(Data supplied Opens)

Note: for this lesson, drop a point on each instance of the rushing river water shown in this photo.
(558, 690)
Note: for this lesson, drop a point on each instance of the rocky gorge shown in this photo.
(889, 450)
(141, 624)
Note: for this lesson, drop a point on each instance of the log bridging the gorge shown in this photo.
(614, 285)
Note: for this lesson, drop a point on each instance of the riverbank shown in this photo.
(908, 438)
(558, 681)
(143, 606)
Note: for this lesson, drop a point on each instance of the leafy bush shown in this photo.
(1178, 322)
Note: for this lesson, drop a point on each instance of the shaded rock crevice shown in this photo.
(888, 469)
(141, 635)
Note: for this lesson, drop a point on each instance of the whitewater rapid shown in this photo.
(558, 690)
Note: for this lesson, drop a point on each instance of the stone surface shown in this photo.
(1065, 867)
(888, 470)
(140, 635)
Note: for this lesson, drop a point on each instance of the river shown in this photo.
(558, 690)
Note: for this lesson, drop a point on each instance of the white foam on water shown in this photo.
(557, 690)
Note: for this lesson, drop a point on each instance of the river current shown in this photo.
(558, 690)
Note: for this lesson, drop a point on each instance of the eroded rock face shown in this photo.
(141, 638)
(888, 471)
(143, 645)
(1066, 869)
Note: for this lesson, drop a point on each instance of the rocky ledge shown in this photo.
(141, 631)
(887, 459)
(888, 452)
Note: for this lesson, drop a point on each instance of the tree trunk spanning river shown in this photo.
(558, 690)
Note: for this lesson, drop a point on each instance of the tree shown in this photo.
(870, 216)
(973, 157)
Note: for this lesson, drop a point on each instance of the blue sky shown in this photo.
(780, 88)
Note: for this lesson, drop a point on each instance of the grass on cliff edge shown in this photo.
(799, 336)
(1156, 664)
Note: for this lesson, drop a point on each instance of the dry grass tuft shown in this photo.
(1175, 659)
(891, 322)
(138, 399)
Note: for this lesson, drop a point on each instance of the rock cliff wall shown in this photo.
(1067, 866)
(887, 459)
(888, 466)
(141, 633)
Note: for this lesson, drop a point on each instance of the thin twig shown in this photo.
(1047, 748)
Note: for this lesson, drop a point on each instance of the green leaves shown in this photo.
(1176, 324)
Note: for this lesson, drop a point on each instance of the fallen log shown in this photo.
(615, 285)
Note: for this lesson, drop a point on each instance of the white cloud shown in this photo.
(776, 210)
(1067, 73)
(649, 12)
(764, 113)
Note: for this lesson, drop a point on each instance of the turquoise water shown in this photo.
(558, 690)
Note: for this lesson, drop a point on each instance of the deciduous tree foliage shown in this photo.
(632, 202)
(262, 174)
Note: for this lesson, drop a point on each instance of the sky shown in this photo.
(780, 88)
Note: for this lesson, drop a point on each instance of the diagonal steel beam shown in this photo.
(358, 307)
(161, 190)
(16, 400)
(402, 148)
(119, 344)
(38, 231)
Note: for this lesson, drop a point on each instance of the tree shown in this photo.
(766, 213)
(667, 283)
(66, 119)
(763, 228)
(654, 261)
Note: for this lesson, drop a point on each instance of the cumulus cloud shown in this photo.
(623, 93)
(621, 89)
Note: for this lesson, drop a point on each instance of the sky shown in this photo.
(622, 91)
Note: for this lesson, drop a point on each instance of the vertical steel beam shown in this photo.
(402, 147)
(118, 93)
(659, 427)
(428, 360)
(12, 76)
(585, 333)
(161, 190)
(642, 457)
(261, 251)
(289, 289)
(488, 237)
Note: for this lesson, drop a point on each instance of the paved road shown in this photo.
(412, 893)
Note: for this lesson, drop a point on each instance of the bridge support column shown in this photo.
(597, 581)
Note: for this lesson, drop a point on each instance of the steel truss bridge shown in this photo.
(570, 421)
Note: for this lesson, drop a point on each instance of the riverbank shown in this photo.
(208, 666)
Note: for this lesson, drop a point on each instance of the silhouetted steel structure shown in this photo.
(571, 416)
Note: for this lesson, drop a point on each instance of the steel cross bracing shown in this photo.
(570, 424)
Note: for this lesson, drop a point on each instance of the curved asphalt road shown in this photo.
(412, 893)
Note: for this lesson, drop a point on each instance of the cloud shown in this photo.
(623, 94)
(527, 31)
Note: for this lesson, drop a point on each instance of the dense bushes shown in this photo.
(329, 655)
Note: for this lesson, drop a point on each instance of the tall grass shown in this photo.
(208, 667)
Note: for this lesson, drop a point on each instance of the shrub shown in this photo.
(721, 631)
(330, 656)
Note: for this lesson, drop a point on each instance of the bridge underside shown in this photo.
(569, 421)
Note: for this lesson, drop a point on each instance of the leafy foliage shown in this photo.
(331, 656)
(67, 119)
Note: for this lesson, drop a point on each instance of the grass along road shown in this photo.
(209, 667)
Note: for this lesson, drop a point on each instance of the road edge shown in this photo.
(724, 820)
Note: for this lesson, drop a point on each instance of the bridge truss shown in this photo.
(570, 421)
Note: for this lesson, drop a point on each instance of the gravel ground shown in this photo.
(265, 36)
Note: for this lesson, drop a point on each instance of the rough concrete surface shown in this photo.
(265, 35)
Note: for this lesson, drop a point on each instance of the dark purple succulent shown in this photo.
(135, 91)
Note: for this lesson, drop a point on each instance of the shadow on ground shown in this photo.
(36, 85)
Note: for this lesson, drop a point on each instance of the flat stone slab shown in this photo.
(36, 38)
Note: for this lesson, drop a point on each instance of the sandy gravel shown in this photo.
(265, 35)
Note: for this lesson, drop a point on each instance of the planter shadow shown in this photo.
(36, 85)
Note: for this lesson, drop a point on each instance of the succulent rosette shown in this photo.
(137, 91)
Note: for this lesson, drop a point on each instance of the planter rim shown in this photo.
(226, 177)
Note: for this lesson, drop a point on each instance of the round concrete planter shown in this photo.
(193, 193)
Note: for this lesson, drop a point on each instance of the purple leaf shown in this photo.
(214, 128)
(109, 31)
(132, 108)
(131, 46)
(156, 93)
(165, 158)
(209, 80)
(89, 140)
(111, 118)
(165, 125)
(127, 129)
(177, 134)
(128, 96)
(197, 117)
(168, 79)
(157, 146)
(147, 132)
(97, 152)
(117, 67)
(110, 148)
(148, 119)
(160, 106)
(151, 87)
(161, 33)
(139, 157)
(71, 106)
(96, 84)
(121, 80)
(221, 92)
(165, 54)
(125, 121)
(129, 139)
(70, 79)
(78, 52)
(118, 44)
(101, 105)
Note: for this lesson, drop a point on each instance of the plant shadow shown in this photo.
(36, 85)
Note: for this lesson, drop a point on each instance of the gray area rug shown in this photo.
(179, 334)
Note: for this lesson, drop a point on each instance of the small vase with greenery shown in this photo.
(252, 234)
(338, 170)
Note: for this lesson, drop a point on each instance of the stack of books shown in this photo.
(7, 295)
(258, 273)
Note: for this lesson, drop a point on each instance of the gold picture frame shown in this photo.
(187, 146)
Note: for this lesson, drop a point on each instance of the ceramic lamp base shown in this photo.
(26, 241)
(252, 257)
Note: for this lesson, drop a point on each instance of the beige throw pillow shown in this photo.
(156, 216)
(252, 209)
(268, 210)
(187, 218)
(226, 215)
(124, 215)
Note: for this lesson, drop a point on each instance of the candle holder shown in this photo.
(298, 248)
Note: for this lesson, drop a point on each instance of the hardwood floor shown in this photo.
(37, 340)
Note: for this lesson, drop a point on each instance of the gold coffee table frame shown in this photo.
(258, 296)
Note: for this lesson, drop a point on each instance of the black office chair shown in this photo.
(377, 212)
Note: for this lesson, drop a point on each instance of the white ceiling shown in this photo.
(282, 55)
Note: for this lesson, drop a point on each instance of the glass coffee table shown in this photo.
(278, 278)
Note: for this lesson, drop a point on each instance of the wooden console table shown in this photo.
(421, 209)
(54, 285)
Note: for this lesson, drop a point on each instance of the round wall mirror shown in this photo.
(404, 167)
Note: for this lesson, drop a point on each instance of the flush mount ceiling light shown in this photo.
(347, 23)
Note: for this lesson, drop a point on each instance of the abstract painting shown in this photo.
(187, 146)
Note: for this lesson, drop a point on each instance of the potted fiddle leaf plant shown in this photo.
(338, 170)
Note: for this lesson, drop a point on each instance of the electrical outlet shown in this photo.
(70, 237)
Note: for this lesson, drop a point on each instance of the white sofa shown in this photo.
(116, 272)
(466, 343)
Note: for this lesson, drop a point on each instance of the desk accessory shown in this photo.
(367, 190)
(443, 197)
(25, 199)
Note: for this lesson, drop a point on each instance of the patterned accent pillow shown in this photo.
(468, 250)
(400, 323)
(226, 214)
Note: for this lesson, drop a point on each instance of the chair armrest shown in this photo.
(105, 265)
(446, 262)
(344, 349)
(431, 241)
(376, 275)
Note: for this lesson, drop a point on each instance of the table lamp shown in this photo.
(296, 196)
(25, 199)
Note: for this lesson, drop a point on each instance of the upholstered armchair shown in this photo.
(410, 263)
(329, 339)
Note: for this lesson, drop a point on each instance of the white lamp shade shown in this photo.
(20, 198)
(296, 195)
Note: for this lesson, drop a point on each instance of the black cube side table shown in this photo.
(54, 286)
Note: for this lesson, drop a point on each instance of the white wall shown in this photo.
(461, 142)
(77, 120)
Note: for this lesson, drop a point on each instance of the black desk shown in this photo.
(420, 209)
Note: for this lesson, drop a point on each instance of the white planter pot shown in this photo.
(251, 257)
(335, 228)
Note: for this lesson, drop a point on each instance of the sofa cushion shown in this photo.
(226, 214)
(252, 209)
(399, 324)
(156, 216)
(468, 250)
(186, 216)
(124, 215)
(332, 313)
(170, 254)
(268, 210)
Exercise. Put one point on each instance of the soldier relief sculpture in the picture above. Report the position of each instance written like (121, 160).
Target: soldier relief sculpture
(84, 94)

(Data supplied Closes)

* **Work task**: Up to and including the last line of the data, copy each line exactly, starting with the line that contains "desk shown in this photo.".

* **Solution to this problem**:
Note: for this lesson, drop a point on each instance of the black desk shown in this photo.
(420, 209)
Note: for this lesson, drop a point on each instance of the white planter pot shown in this photo.
(251, 257)
(335, 228)
Note: for this lesson, drop a point on each instance of the sofa cushion shown in this photo.
(226, 214)
(252, 209)
(399, 324)
(156, 216)
(468, 250)
(186, 216)
(124, 215)
(332, 313)
(170, 254)
(268, 210)
Exercise. Put one point on each instance of the soldier relief sculpture in the picture above. Report the position of each instance written like (121, 160).
Target: soldier relief sculpture
(84, 94)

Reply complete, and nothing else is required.